[本文]:
【記入例】労働保険年度更新申告書の書き方をケース別にわかりやすく解説
労働保険に加入している事業者は、年度更新という手続きを毎年する必要があります。労働保険の年度更新では、『労働保険年度更新申告書』を提出します。労働保険年度更新申告書の記載内容には複雑な部分も多く、書き方に悩んでしまう人も少なくありません。
本記事では、労働保険年度更新申告書の書き方をわかりやすく解説します。ケースごとの記入例を紹介しているので、ぜひ参考にしてください。
労働保険年度更新申告書とは|提出の概要
労働保険年度更新申告書とは、労働保険に加入している事業者が年に一度、労働保険の保険料を申告するための書類です。
そもそも労働保険とは、労災保険と雇用保険の総称です。
労働保険料の納付は、1年間の見込み賃金をもとに概算の保険料を納付し、賃金が確定してから本来の保険料との差額を精算する仕組みです。
労働保険における年度更新とは、前年度の概算保険料と確定保険料の差額を精算するとともに、今年度の概算保険料を計算して、合算した金額を申告・納付する手続きです。
労働保険の年度更新の概要は以下の通りです。
期限 | 7月10日(6月1日〜7月10日) |
提出先 | ・労働局・労働基準監督署・金融機関 |
提出方法 | ・窓口持参・郵送・電子申請 |
申告納付対象 | ・労災保険料従業員を1人でも雇用している場合 ・雇用保険料雇用保険の被保険者資格を有する従業員を1人でも雇用している場合 ・一般拠出金 |
提出物 | 労働保険年度更新申告書 |
労働保険年度更新申告書は事業別に様式が異なる
労働保険年度更新申告書には、3つの様式があります。

[提供された一覧]:

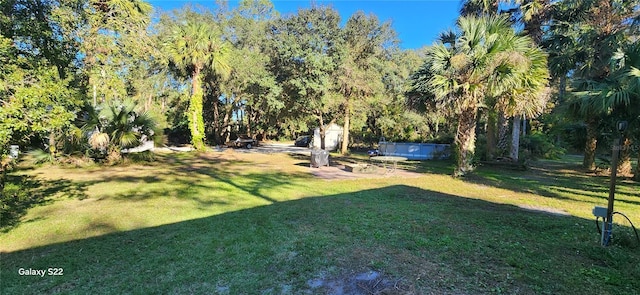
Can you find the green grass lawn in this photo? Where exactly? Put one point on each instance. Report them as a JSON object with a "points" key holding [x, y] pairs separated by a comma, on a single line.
{"points": [[233, 223]]}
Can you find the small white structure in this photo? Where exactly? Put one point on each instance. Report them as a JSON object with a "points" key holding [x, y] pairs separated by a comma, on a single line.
{"points": [[332, 140]]}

[作業の指示]:
本文について、次の問いに答えてください。
(a) 労働保険とは、どの保険とどの保険をまとめた呼び名ですか。
(b) 年度更新の期限はいつですか。
(c) 労働保険年度更新申告書の様式はいくつありますか。
答えるときは、本文に書かれていることだけを使ってください。

[回答の全文]:
(a) 労災保険と雇用保険
(b) 7月10日(6月1日〜7月10日)
(c) 3つ